### Статья
Все, кто мог ходить, бежали из Сиди Иллаха. Двум братьям удалось пробраться в Марокко… Их матери тоже удалось спастись. Трое, что попались нам навстречу, были единственными оставшимися в живых из семьи в семнадцать человек.

Об этом мне рассказал директор школы.

Тем временем с холма послышались голоса. Уроки кончились. Когда я хотел подойти к окну, директор удержал меня.

— Вот еще, что я вам скажу, — промолвил он. — В одном только Марокко насчитывается много тысяч детей беженцев, а таких приютов, как наш, всего два. И лишь ничтожная часть ребят может посещать школу. А вы, вероятно, знаете, сколько молодых, образованных людей потребуется нашей стране, когда кончится эта война…

В сарае и двух бараках разместилось четыре класса. В них шли уроки французского и арабского языков. В сарае было душно и темно, а в бараках — светло, но зато через все щели дул пронизывающий ветер. И хотя зима в Марокко вовсе не так сурова, как у нас, и температура редко падает ниже пяти-восьми градусов тепла, однако для детей, вся одежда которых состоит из рубашки, штанов и сандалий, она весьма ощутительна, особенно если учесть, что они вынуждены часами сидеть за партой в нетопленном помещении. Писать приходится окоченевшими пальцами, но никто не жалуется. Штаны, рубашка и сандалии после всех невзгод прошлого — уже драгоценность. Дети этого не говорят, но они это чувствуют.



Алжирские ребята любят те же игры, что и немецкие, и самая любимая из них — футбол. Летом они играют босиком. Зимой же им приходится вместо бутс пользоваться сандалиями, и они так ловко чинят их обрезками кожи, что мог бы позавидовать любой сапожник. Так же как и у нас, простуда здесь — самое распространенное заболевание, и, так же как у нас, лучшее средство против нее — теплая обувь и одежда. Но увы! Порог дома, где прежде его обитатели и посетители оставляли свою обувь, теперь обычно пустует.

Когда-то здесь стояли богато расшитые туфли каида, для которого колониальные власти построили этот дом, назначив каида своим чиновником. Он вел себя как средневековый барон, делал все, что вздумается: выколачивал непомерно высокие налоги и расправлялся со всяким, кто не подчинялся его предписаниям. Каидов, уцелевших после провозглашения независимости, можно пересчитать по пальцам. Большинство из них были продажны, и местное население их ненавидело. Опустел дом и в Хемиссете. Как и все усадьбы в арабских странах, он окружен высокой стеной, к которой примыкают жилые постройки с плоскими крышами и окнами, выходящими во внутренний двор.

Войдя туда, я был поражен. Благоухали розы и эвкалипты; густая темно-зеленая листва апельсиновых деревьев, увешанных яркими плодами, затеняла солнце, и от этого в саду царил приятный полумрак. Дорожки я терраса с колоннадой в мавританском стиле были выложены цветным кафелем. И в этом оазисе на суровом, выжженном солнцем холме под Хемиссетом сидели мальчики и ели фасолевый суп. В углу террасы расположились учителя.

### Письменный запрос 1
Сколько приютов для детей беженцев насчитывается в Марокко, по словам директора школы из статьи?
### Письменный запрос 2
Продолжите статью о школе для алжирских детей-беженцев, начиная сразу после её последнего предложения.
Следующий далее список является отдельным материалом и к статье не относится.

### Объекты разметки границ
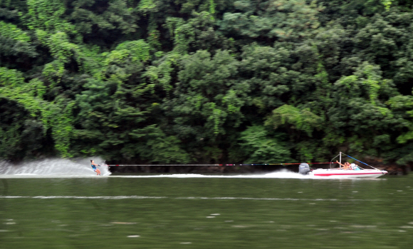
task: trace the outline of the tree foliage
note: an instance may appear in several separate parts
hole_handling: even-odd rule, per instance
[[[412,1],[0,1],[0,155],[413,161]]]

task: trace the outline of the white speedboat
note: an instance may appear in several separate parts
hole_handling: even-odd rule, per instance
[[[344,154],[343,153],[340,153],[340,164],[341,164],[341,155]],[[344,154],[345,155],[345,154]],[[310,169],[310,166],[308,163],[303,163],[300,164],[298,168],[300,173],[302,175],[308,175],[312,176],[314,177],[320,177],[320,178],[376,178],[377,177],[384,176],[387,174],[388,172],[386,171],[381,171],[378,168],[376,168],[373,166],[371,166],[365,163],[362,162],[361,161],[357,160],[354,158],[352,158],[350,156],[345,155],[349,158],[351,158],[358,162],[360,162],[370,168],[371,169],[365,169],[360,166],[356,166],[354,163],[352,163],[352,166],[349,169],[343,169],[343,168],[332,168],[331,166],[333,164],[333,161],[337,156],[335,156],[331,161],[330,163],[330,168],[318,168],[318,169]]]
[[[379,169],[340,170],[318,168],[311,171],[308,175],[317,177],[330,177],[335,178],[376,178],[387,173]]]

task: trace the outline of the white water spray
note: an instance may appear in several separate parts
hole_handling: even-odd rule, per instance
[[[97,167],[100,170],[102,176],[110,175],[108,167],[103,165],[103,160],[99,158],[95,158],[94,160],[96,163],[102,165]],[[53,158],[23,162],[17,165],[1,161],[0,176],[1,175],[21,177],[76,177],[93,176],[96,176],[96,173],[90,167],[89,159]]]

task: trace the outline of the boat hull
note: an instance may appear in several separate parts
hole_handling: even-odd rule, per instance
[[[361,171],[316,169],[310,173],[315,177],[334,178],[377,178],[387,173],[386,171],[365,169]]]

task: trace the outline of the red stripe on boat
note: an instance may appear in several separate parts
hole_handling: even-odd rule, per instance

### Результат 1
Всего два.

### Результат 2
Один из воспитанников, одиннадцатилетний мальчик Абид, непременно хотел показать мне свою койку и повел нас в спальню, где во всю длину зала выстроилось сорок походных коек. Каждая из них покрыта одеялом, а второе аккуратно сложено в ногах. Абид жестом, преисполненным достоинства, указал мне на свою постель. Было заметно, что эту манеру он перенял у отца, когда тот приглашал своих гостей. Мы уселись на его койку, и он начал большую историю своей маленькой жизни.

— Расскажи-ка нам сначала, откуда ты взялся и как все это началось, — сказал директор.

— Я родом из Манира[28], — заговорил Абид, который, выпрямившись, сидел перед нами и теперь казался больше и взрослее. — Это было в пятницу, лотом. Я помню точно, так как отец с дядей в тот день молились. И тут я услышал громкий-громкий грохот. Мой отец сказал: «Это дорога». Я ничего не понял… Потом я услышал выстрелы. Много выстрелов. Все разбежались по домам.

А потом снова кто-то выстрелил. Потом пришли французы. Они сказали, что дорога взорвана и будто мы спрятали у себя бойцов, так как они нигде не могут их найти. Но у нас не было ни одного. Отца и дядю избили и…

Абид умолк, и директор спросил его:

— Они забрали только твоего отца и твоего дядю?

Абид покачал головой.

— Нет, еще много мужчин, и всем связали руки и накинули веревку на шею…

— А потом? — спросил директор.

Мальчик пожал плечами.

— Я не знаю. Позднее старший брат сказал нам, что отец и дядя в Тлемсене[29]. Потом он оседлал коня и ускакал туда. Когда он вернулся, то привез с собой отца… Отец был мертв… А на спине у него были две большие раны… Все мы плакали…

Последние слова он произнес едва слышно. Но еще прежде, чем директор успел сказать что-либо, Абид заговорил снова.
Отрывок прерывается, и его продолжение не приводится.